Point labeling dataset excerpts
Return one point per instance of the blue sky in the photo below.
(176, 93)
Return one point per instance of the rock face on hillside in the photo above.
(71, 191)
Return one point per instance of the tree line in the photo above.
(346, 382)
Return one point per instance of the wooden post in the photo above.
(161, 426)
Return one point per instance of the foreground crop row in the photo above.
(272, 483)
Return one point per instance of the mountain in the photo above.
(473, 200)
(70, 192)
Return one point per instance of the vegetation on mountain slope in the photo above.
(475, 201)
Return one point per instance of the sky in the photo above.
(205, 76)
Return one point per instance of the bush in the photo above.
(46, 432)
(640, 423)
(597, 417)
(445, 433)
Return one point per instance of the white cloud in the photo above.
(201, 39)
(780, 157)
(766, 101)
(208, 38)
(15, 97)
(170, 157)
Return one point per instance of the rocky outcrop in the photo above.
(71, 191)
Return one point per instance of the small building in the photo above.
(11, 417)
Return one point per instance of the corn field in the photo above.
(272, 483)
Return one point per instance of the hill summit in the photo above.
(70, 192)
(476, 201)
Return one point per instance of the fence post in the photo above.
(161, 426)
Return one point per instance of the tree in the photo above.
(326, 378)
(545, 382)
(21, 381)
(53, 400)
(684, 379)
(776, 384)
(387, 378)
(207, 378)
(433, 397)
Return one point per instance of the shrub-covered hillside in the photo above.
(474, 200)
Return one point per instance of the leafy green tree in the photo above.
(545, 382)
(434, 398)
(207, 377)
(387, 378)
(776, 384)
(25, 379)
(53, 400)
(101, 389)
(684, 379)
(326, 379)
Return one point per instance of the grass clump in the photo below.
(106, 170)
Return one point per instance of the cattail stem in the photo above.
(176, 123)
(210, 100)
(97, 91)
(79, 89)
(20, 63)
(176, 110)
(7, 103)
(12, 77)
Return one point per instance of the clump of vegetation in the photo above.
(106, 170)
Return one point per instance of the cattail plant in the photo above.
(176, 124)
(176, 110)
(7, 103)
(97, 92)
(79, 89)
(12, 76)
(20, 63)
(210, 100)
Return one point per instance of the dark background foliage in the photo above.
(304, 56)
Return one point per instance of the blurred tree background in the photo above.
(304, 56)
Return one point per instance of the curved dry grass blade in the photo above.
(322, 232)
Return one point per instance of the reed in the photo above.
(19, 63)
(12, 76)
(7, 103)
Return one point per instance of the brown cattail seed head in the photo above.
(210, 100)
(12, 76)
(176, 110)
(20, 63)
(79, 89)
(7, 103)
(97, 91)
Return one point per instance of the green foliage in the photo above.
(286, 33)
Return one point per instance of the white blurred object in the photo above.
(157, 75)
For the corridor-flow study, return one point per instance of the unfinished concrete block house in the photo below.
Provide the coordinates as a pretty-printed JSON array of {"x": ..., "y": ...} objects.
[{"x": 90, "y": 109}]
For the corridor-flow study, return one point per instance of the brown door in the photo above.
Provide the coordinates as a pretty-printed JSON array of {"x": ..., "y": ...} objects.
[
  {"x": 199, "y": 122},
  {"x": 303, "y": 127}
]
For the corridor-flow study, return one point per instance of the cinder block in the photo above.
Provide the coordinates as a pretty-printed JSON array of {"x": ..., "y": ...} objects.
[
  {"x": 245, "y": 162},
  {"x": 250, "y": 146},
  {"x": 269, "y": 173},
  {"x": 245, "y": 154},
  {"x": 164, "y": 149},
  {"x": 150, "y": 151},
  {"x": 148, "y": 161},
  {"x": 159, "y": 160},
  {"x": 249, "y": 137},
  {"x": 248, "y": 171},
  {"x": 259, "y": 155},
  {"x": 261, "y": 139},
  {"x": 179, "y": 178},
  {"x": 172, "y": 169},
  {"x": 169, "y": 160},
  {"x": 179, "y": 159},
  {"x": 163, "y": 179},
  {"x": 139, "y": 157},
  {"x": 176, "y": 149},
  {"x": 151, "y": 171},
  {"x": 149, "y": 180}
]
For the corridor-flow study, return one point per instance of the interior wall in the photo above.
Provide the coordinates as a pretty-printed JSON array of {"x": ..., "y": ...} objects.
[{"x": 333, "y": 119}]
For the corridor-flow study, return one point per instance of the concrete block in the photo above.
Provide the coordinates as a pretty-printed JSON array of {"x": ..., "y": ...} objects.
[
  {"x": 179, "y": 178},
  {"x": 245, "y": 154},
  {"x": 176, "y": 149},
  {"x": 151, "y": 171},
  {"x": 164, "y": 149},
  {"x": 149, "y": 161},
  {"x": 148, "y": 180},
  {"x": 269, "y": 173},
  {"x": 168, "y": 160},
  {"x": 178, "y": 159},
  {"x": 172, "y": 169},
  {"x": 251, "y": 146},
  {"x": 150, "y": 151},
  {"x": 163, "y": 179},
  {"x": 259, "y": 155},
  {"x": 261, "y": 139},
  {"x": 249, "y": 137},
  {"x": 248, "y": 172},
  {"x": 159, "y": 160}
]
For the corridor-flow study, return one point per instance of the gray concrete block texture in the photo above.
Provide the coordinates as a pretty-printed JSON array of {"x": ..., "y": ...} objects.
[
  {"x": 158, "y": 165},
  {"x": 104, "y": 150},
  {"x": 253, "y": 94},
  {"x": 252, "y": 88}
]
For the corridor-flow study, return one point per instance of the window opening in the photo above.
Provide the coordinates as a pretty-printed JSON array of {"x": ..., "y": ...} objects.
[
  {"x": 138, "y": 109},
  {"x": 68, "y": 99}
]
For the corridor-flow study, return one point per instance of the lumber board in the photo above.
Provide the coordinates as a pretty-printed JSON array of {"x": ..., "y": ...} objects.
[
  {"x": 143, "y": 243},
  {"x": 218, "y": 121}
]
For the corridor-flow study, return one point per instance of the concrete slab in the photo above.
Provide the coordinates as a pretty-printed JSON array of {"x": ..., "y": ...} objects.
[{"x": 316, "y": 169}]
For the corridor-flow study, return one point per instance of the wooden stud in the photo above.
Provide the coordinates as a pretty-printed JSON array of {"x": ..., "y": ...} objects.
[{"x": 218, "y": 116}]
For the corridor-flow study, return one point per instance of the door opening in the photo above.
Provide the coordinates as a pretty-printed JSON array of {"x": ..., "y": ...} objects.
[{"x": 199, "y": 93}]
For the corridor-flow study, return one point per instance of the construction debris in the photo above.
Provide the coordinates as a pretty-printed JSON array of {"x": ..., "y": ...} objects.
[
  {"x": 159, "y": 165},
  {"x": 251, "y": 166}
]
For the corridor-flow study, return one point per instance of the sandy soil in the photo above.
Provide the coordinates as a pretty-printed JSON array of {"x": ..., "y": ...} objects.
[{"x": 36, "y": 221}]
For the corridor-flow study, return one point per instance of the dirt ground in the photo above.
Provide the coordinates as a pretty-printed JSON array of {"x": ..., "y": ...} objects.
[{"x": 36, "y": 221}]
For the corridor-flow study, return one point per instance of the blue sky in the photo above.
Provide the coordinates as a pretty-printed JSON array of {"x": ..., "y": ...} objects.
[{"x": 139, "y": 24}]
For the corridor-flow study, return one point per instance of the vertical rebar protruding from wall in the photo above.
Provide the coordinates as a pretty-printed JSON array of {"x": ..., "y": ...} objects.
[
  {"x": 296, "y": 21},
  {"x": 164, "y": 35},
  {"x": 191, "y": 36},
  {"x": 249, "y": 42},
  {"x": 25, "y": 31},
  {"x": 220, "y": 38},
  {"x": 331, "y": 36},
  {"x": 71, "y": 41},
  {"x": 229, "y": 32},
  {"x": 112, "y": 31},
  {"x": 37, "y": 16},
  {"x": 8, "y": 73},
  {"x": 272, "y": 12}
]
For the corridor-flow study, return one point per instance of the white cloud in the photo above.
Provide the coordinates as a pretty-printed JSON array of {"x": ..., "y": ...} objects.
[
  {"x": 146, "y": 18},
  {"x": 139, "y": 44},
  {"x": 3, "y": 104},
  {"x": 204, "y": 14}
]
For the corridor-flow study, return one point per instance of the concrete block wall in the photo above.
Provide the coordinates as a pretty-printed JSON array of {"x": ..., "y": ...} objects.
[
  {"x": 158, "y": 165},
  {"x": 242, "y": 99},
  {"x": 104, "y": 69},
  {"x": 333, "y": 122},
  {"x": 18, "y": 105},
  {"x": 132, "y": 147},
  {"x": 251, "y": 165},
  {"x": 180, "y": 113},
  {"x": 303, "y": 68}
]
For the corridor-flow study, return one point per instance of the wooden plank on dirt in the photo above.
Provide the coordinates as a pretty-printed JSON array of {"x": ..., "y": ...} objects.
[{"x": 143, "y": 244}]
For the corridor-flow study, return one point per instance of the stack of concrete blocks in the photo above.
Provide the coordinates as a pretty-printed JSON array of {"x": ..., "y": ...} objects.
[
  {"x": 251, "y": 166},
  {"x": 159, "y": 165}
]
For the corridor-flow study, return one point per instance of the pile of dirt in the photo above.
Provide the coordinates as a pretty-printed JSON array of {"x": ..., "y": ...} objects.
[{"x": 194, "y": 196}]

### Description of the task:
Everything from the line containing "on dirt in the photo above." to the end of the data above should be quoted exactly, please, both ends included, and nothing outside that span.

### Solution to the exercise:
For the corridor-flow study, return one point per instance of the wooden plank on dirt in the photo above.
Provide the coordinates as a pretty-printed JSON array of {"x": ..., "y": ...} objects.
[{"x": 143, "y": 244}]
For the corridor-flow study, return one point per instance of the stack of concrete blocks in the photo above.
Provide the coordinates as a pretty-printed JSON array of {"x": ..., "y": ...} objects.
[
  {"x": 251, "y": 166},
  {"x": 159, "y": 165}
]
For the corridor-flow study, return one point per instance of the pile of dirt in the photo above.
Provide the coordinates as a pretty-printed JSON array of {"x": ..., "y": ...} objects.
[{"x": 194, "y": 196}]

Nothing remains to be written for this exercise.